(Outline records)
□ □ □ □ □ □ □
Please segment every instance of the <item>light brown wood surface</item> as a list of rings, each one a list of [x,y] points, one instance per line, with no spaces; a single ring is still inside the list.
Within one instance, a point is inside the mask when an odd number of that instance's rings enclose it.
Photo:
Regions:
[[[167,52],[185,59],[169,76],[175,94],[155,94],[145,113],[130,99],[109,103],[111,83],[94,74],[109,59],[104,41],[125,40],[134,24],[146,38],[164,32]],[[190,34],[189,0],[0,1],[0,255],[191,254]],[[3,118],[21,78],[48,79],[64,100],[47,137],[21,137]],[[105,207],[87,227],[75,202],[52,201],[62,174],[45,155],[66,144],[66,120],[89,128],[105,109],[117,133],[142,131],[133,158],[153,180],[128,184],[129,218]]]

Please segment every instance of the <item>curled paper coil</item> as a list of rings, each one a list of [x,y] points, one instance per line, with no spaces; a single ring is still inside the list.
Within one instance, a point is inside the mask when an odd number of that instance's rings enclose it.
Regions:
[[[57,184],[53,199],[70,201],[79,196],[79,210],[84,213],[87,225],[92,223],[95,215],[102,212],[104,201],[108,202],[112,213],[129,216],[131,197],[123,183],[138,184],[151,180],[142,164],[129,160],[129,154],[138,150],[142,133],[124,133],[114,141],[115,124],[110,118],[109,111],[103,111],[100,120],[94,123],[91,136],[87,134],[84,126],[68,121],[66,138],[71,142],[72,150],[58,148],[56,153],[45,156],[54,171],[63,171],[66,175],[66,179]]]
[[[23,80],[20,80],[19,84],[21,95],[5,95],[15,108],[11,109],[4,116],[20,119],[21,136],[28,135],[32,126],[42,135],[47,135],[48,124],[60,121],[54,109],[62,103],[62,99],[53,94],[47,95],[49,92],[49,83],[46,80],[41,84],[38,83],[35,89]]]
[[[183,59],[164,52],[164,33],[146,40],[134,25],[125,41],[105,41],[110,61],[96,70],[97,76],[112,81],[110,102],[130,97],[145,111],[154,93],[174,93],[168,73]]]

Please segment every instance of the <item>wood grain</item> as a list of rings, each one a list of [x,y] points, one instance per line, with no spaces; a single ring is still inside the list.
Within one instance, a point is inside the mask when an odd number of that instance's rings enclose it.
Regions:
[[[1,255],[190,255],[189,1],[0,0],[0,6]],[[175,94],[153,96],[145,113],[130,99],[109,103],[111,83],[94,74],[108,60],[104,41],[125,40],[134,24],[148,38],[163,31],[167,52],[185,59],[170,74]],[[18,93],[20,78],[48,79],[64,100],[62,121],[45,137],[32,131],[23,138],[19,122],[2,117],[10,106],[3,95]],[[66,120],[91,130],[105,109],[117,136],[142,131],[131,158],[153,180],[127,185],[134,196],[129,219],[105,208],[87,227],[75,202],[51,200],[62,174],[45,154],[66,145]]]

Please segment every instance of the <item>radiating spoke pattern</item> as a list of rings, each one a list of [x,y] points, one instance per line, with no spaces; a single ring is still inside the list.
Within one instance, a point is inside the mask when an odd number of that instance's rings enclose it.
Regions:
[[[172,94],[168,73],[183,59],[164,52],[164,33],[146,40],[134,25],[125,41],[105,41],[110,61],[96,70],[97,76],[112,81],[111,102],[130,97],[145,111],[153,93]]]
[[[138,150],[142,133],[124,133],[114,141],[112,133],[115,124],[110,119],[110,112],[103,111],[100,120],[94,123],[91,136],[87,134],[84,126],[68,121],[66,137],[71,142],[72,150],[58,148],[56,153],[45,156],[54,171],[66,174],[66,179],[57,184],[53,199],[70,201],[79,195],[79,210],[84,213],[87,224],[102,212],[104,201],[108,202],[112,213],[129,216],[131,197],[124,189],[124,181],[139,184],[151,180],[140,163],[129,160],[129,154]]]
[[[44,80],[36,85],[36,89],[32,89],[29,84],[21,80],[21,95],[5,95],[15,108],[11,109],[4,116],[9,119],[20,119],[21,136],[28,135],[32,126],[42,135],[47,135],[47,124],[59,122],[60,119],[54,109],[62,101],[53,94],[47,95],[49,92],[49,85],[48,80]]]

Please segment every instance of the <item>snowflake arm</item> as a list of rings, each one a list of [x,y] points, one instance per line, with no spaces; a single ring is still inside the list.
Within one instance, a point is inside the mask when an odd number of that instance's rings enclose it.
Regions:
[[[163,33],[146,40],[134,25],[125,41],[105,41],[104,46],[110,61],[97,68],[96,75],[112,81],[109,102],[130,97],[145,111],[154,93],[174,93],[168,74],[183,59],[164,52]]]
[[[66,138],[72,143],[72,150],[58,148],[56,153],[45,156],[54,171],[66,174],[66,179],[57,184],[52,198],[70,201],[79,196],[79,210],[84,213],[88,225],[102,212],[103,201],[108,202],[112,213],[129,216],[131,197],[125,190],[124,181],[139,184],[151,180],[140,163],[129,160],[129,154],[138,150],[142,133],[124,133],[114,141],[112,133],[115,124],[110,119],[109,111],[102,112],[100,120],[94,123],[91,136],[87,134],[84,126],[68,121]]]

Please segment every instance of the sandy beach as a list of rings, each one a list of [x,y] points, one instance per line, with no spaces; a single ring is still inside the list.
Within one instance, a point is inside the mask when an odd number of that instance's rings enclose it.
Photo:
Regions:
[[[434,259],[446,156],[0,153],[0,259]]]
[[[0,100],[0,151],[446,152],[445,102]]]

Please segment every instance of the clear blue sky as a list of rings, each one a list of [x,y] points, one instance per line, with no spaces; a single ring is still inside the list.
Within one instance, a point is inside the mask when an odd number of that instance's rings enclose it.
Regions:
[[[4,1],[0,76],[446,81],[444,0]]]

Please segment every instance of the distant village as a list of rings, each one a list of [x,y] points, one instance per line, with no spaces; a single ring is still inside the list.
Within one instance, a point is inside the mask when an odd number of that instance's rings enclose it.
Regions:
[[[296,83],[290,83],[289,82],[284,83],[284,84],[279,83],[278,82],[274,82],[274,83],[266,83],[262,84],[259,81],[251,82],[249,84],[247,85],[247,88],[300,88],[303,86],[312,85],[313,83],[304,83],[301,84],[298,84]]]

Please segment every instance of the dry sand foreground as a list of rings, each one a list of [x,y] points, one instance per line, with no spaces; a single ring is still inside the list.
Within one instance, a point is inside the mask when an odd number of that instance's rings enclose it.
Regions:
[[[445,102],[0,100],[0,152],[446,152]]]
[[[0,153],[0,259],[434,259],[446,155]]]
□ □ □ □ □ □ □
## [WORK INSTRUCTIONS]
Write down every line of the data exactly as it appears above.

## [CORRECT RESULT]
Please segment every instance of the <item>light brown wood surface</item> as a list of rings, each one a list of [x,y] points, one instance per line, with no spaces; a single ring is still inside the list.
Within one instance, a point is inside the mask when an odd number of that instance's rings enclose it.
Photo:
Regions:
[[[167,52],[185,59],[169,76],[175,94],[155,94],[145,113],[130,99],[109,103],[111,83],[94,74],[109,59],[104,41],[125,40],[134,24],[146,38],[164,32]],[[190,34],[189,0],[0,1],[0,255],[191,254]],[[3,118],[21,78],[48,79],[64,100],[47,137],[21,137]],[[105,207],[87,227],[75,202],[52,201],[62,174],[45,155],[66,144],[66,120],[89,128],[105,109],[117,133],[142,131],[133,158],[153,180],[128,184],[129,218]]]

Please segment every instance of the <item>curled paper coil</item> as a list of rings, each one a list of [x,y] points, one instance per line, with no spaces; a single ring is still inside the list.
Within one instance, a point is inside the mask when an odd number of that instance's rings enclose it.
Regions:
[[[57,184],[53,199],[70,201],[79,196],[79,210],[84,213],[87,225],[92,223],[95,215],[102,212],[104,201],[108,202],[112,213],[129,216],[131,197],[123,183],[138,184],[151,180],[142,164],[129,160],[129,154],[138,150],[142,133],[124,133],[114,141],[115,124],[110,118],[109,111],[103,111],[100,120],[94,123],[91,136],[87,134],[84,126],[68,121],[66,138],[71,142],[72,150],[58,148],[56,153],[45,156],[54,171],[63,171],[66,175],[66,179]]]
[[[23,80],[20,80],[19,84],[21,95],[5,95],[15,108],[11,109],[4,116],[20,119],[21,136],[28,135],[32,126],[42,135],[47,135],[48,124],[60,121],[54,109],[62,103],[62,99],[53,94],[47,95],[49,92],[49,83],[46,80],[41,84],[38,83],[35,89]]]
[[[183,59],[164,52],[164,33],[146,40],[134,25],[125,41],[105,41],[110,61],[96,70],[97,76],[112,81],[110,102],[130,97],[145,111],[154,93],[174,93],[168,73]]]

Please segment every instance of the <item>wood grain</item> as a list of rings, each one a list of [x,y] points, one instance per line, with no spaces; a single ring is still inside the list.
Within one instance, a point is inside the mask when an odd number of that instance's rings enclose it.
Regions:
[[[1,255],[190,255],[189,1],[0,0],[0,6]],[[175,94],[153,96],[145,113],[130,99],[109,103],[111,83],[94,74],[108,60],[104,41],[125,40],[134,24],[148,38],[163,31],[167,52],[185,59],[170,74]],[[18,93],[20,78],[48,79],[64,100],[62,121],[45,137],[32,131],[23,138],[19,122],[2,117],[10,106],[3,95]],[[66,120],[91,130],[105,109],[117,136],[142,131],[131,158],[153,180],[127,185],[134,196],[129,219],[105,208],[87,227],[75,202],[51,200],[62,174],[45,154],[66,145]]]

Please segment every instance of the <item>radiating spoke pattern</item> as a list of rings, each one a list of [x,y] points, one instance per line, with no spaces; a single ring is still inside the list.
Within one instance, a point is inside the mask when an odd number of that instance's rings enclose it.
Regions:
[[[172,94],[168,73],[183,59],[164,52],[164,33],[146,40],[134,25],[125,41],[105,41],[110,61],[96,70],[97,76],[112,81],[111,102],[130,97],[145,111],[153,93]]]
[[[138,150],[142,133],[124,133],[114,141],[112,133],[115,124],[110,119],[110,112],[103,111],[100,120],[94,123],[91,136],[87,134],[84,126],[68,121],[66,137],[71,142],[72,150],[58,148],[56,153],[45,156],[54,171],[66,174],[66,179],[57,184],[53,199],[70,201],[79,195],[79,210],[84,213],[87,224],[102,212],[104,201],[108,202],[112,213],[129,216],[131,197],[124,189],[124,181],[139,184],[151,180],[140,163],[129,160],[129,154]]]
[[[44,80],[36,85],[36,89],[32,89],[29,84],[21,80],[21,95],[5,95],[15,108],[11,109],[4,116],[9,119],[20,119],[21,136],[28,135],[32,126],[42,135],[47,135],[47,124],[59,122],[60,119],[54,109],[62,101],[53,94],[47,95],[49,92],[49,85],[48,80]]]

Please segment every instance of the <item>snowflake arm</item> as a list of rings, each one a list of [x,y] points, one instance per line, with no spaces; a single ring is still inside the list.
Within one instance, a point is inside the mask when an odd number of that instance's rings enclose it.
Regions:
[[[163,33],[146,40],[134,25],[125,41],[105,41],[104,46],[110,61],[97,68],[96,75],[112,81],[109,102],[130,97],[145,111],[154,93],[174,93],[168,74],[183,59],[164,52]]]
[[[66,138],[72,143],[72,150],[58,148],[56,153],[45,156],[54,171],[66,174],[66,179],[57,184],[52,198],[70,201],[79,196],[79,210],[84,213],[88,225],[102,212],[103,201],[108,202],[112,213],[129,216],[131,197],[125,190],[124,181],[139,184],[151,180],[140,163],[129,160],[129,154],[138,150],[142,133],[124,133],[114,141],[112,133],[115,124],[110,119],[109,111],[102,112],[100,120],[94,123],[91,136],[87,134],[84,126],[68,121]]]

Please segment every instance of the sandy beach as a list of rings, each one a list of [x,y] points, one instance per line, with no spaces; a single ring is still inside the list.
Within one instance, a point is inside the mask when an odd number of that instance's rings enclose it.
Photo:
Regions:
[[[434,259],[446,156],[0,153],[0,259]]]
[[[0,100],[0,151],[446,152],[445,102]]]

Please segment every instance of the clear blue sky as a list of rings, each one a list of [x,y] points, one instance per line, with no spaces; a single ring is still inside the list.
Within one instance, a point is inside the mask when an odd number of that instance's rings enclose it.
Regions:
[[[4,1],[0,76],[446,81],[444,0]]]

Please segment every instance of the distant village as a list of rings, each one a list of [x,y] points, one instance per line, with no spaces; a single ring is still inside the list.
Within one instance, a point is inside the mask when an odd number of that instance's rings enclose it.
Regions:
[[[296,83],[290,83],[289,82],[284,83],[284,84],[279,83],[278,82],[274,82],[274,83],[266,83],[262,84],[259,81],[251,82],[249,84],[247,85],[247,88],[300,88],[303,86],[312,85],[313,83],[304,83],[301,84],[298,84]]]

Please segment every instance of the dry sand foreground as a list of rings, each one a list of [x,y] points, one instance per line, with no spaces; a single ring is still inside the list.
Within one instance, a point is inside the mask when an odd number of that instance's rings enclose it.
Regions:
[[[445,102],[0,100],[0,152],[446,152]]]
[[[0,153],[0,259],[434,259],[446,155]]]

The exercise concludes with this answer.